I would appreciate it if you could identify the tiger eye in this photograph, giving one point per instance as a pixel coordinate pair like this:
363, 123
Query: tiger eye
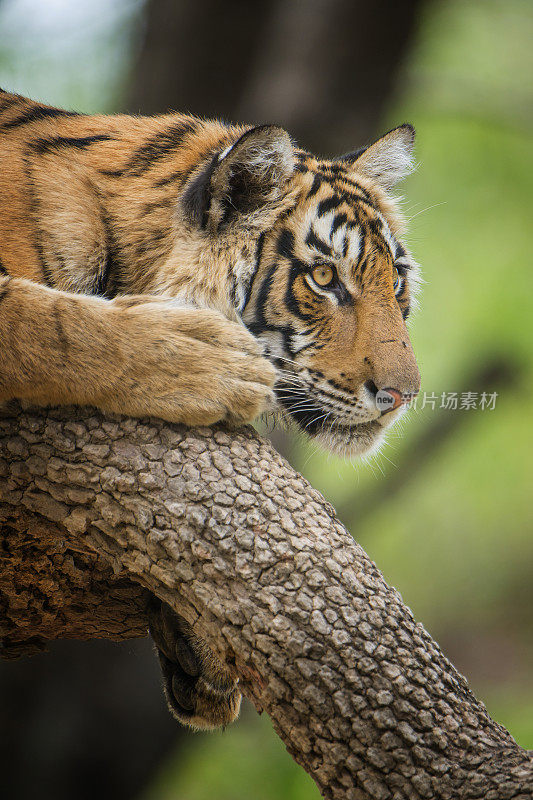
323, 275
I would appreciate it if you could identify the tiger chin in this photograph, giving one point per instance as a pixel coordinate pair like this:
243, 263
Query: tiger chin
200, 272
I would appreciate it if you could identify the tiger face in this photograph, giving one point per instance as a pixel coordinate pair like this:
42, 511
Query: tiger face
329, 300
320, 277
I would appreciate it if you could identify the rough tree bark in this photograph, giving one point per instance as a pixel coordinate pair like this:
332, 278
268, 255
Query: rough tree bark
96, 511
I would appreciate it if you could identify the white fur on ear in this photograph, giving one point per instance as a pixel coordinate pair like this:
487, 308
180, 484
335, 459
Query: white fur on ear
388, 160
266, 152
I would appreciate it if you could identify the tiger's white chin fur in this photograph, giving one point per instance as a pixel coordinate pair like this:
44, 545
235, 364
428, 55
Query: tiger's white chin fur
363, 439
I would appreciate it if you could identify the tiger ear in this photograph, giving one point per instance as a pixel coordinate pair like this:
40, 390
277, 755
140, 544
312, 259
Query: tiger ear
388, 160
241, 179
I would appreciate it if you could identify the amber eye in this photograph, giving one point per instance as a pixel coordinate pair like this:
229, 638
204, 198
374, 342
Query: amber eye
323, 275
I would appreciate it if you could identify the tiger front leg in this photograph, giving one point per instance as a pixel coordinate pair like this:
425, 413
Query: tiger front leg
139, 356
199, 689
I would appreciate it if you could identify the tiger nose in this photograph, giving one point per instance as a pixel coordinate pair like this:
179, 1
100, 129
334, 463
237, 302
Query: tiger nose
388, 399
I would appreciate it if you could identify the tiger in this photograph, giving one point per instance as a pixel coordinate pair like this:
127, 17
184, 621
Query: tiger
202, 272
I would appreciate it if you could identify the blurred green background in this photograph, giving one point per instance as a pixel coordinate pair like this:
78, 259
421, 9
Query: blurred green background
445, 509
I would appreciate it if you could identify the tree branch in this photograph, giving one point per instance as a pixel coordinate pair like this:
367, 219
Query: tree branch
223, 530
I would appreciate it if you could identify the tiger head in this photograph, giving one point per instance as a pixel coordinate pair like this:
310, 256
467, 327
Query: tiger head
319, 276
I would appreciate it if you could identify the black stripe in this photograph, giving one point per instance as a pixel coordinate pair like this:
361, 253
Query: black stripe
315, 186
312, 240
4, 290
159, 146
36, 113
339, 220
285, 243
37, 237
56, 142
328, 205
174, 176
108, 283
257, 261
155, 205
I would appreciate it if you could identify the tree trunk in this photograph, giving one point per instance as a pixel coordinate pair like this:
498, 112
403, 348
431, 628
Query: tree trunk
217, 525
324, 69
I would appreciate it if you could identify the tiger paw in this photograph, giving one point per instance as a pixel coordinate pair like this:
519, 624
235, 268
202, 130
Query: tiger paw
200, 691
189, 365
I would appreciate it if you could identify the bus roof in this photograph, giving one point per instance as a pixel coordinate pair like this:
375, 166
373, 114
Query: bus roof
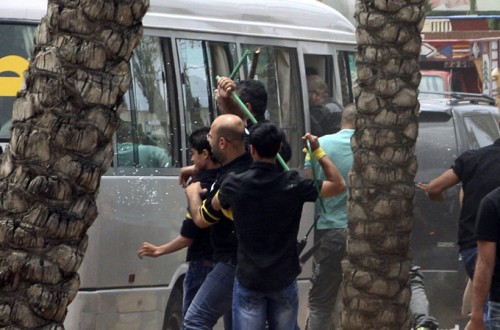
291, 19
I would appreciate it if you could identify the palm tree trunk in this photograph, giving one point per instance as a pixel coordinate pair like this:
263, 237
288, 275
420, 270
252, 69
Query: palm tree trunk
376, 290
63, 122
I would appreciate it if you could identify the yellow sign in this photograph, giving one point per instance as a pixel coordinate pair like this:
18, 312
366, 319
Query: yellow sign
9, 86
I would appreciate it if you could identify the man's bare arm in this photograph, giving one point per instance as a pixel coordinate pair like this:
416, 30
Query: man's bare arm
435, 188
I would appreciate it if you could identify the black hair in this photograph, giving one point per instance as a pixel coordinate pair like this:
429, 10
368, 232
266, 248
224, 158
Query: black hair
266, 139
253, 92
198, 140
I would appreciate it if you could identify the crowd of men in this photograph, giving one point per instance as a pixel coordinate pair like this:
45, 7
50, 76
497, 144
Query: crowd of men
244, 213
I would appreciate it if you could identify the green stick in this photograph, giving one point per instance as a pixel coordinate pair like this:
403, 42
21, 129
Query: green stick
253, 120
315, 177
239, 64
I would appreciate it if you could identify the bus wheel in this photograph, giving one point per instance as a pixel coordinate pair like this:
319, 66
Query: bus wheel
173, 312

----------------

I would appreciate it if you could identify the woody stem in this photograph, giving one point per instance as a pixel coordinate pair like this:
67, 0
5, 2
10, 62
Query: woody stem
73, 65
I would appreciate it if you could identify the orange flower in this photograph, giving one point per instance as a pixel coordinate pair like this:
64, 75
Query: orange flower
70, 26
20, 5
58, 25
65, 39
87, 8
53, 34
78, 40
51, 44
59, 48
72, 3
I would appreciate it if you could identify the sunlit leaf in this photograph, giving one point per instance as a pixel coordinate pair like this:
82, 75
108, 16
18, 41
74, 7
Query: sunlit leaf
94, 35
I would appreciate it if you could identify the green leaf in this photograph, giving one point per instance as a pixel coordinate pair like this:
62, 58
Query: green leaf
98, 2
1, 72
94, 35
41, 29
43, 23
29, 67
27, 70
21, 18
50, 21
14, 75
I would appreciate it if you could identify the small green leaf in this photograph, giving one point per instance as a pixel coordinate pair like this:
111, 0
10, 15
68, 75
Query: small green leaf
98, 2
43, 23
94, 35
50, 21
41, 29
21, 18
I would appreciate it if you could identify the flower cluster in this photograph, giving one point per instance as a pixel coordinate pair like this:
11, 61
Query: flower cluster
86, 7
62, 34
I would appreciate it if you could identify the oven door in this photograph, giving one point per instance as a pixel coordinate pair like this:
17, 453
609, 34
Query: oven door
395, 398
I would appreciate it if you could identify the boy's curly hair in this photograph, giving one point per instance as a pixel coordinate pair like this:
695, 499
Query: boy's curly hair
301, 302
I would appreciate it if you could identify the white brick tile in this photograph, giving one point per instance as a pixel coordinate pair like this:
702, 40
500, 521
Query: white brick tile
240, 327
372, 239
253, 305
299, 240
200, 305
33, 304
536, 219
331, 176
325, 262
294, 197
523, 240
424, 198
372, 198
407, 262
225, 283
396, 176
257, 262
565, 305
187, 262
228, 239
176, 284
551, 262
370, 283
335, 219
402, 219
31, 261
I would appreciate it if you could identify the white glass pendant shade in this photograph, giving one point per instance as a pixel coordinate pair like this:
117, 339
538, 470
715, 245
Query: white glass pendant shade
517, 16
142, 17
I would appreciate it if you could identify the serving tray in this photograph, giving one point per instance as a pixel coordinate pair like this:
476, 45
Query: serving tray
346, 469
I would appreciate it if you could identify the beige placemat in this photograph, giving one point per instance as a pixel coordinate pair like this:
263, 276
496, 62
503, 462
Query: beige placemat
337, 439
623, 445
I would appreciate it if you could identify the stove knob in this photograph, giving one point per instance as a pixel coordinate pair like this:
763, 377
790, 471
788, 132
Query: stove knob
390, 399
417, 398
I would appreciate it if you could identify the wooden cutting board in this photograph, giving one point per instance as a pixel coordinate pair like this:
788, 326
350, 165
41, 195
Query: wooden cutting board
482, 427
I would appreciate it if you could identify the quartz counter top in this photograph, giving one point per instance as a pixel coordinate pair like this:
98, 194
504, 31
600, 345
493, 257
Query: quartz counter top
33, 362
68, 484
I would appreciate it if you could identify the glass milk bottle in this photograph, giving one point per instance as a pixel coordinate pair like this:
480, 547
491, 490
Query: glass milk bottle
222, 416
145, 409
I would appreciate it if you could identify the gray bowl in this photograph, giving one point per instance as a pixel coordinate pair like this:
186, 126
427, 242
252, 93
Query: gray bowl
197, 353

----------------

What you will do:
Report every line in the items that contains the string "board", copying each one in full. Treat the match as case-sensitive.

Completed task:
I would appreciate it if you could identify the wooden cutting board in this photograph, giving one point per instance as a pixel coordinate pair like this:
Query: wooden cutting board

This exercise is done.